DOCUMENT TEXT below:

Tuesday, July 25, 2017

Ultrasound Service Company was a PSC


In Reza Zia-Ahmadi, et ux., et al. v. Commissioner, TC Summary Opinion 2017-39 the taxpayers was the principal of Sound Diagnostic (a C corporation) which provided ultrasound services to medical offices and clinics throughout southern Colorado. Sound Diagnostic entered into professional service agreements with three medical clinics (professional service agreements) in 2009 and 2010. Under the professional service agreements, Sound Diagnostic contracted to provide ultrasound machines and “licensed medical professionals” qualified to perform echocardiography, cardiovascular, and vascular ultrasound services in the medical field of cardiology.

Generally, C corporations are taxed at graduated income tax rates. If, however, a C corporation is a qualified personal service corporation under IRC §448(d)(2), it will be taxed at a flat 35% income tax rate. IRC §11(b)(2).
A C corporation will be treated as a qualified personal service corporation if two tests are satisfied: (1) a function test and (2) an ownership test. IRC §448(d)(2)(A) and (B).
The court found that as the 100% principals of the company and the company employees the taxpayers met the ownership test.
The main issue was the Function Test. The requirements of the function test are met if substantially all of the corporation's activities involved the performance of services in one of the following qualifying fields: health, law, engineering, architecture, accounting, actuarial science, performing arts, or consulting.
Section 1.4487-1T(e)(4)(ii) defines the provision of activities in the field of health as follows:
[T]he performance of services in the field of health means the provision of medical services by physicians, nurses, dentists, and other similar health-care professionals. The performance of services in the field of health does not include the provision of services not directly related to a medical field, even though the services may purportedly relate to the health of the service recipient. For example, the performance of services in the field of health does not include the operation of health clubs or health spas that provide physical exercise or conditioning to their customers.
Sound Diagnostic asserts that its employees do not perform services in the field of health because employees who operate the ultrasound equipment (sonographers) are not required to be licensed in Colorado, do not provide direct treatment services to patients, and do not make healthcare decisions.
The Court has held that the scope of the qualifying fields under IRC §448(d)(2) does not turn on State licensing laws citing Kraatz & Craig Surveying, Inc. v. Comm’r, 134 T.C. 167, 181 (2010). Rather, whether a service is performed in one of the qualifying fields “is to be decided by all relevant indicia, including the text of the statute, its legislative history and regulations, application of the normal meaning of the term `health'***and examination of services historically regarded as within the qualifying field.”
Sound Diagnostic proposes a narrow interpretation of the term “health”. The Tax Court previously rejected taxpayers' overly restrictive arguments in defining the various services listed in the IRC §448 temporary income tax regulations. Rainbow Tax Serv., Inc. v. Commissioner, 128 T.C. 42 (2007) (holding that the taxpayer's definition of accounting services was overly restrictive).
The court noted that the temporary income tax regulations do not so narrowly construe the requirements of the function test under IRC §448(d)(2). Rather, the phrase “field of health” includes services provided by healthcare professionals that are directly related to a medical field. See IRC §1.448-1T(e)(4)(ii).
The court cited the two year training which the taxpayer had to undergo to administer an ultrasound.
The court ruled that sonographers are more similar to physicians and nurses than to health club or health spa employees. Therefore, the taxpayer, in performing the ultrasound activities as a sonographer, was a healthcare professional.
PRACTICE POINTER:
Under IRC §448 a C corporation which is a personal service corporation can use the cash method even if their gross receipts exceed $5,000,000. That's the good news. The bad news is the result reached here; as a C corporation it earnings are taxed at the highest corporate rate.

End of DOCUMENT TEXT.
DATASET below:

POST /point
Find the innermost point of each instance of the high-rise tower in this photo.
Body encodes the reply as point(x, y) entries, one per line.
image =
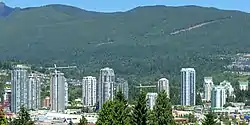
point(218, 97)
point(106, 85)
point(34, 89)
point(208, 85)
point(188, 92)
point(122, 85)
point(163, 85)
point(19, 87)
point(89, 87)
point(57, 92)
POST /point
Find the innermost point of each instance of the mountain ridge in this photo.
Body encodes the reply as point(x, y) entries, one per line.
point(135, 42)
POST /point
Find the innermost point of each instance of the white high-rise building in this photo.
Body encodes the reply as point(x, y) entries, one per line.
point(188, 91)
point(34, 89)
point(19, 87)
point(122, 85)
point(163, 85)
point(66, 93)
point(106, 85)
point(151, 99)
point(57, 92)
point(218, 99)
point(229, 88)
point(243, 85)
point(89, 90)
point(208, 85)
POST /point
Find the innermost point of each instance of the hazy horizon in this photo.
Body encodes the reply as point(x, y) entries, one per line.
point(114, 6)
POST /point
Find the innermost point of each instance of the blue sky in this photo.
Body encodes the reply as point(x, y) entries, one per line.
point(123, 5)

End of DATASET.

- **SET OF TASKS**
A - Can you copy the post on the ultrasound tax case word for word, starting at "The court ruled" and ending at "the highest corporate rate."?
B - Do these statements agree with the post on the ultrasound tax case? Answer yes or no for each, quoting the deciding words from the post. (i) Sound Diagnostic signed professional service agreements with three medical clinics. (ii) The Court held that the scope of the qualifying fields depends on State licensing laws. (iii) The court found sonographers more similar to health club employees than to physicians and nurses.

- **ANSWERS BY TASK**
A -
The court ruled that sonographers are more similar to physicians and nurses than to health club or health spa employees. Therefore, the taxpayer, in performing the ultrasound activities as a sonographer, was a healthcare professional.
PRACTICE POINTER:
Under IRC §448 a C corporation which is a personal service corporation can use the cash method even if their gross receipts exceed $5,000,000. That's the good news. The bad news is the result reached here; as a C corporation it earnings are taxed at the highest corporate rate.

B -
(i) Yes: "Sound Diagnostic entered into professional service agreements with three medical clinics"
(ii) No: "the scope of the qualifying fields under IRC §448(d)(2) does not turn on State licensing laws"
(iii) No: "sonographers are more similar to physicians and nurses than to health club or health spa employees"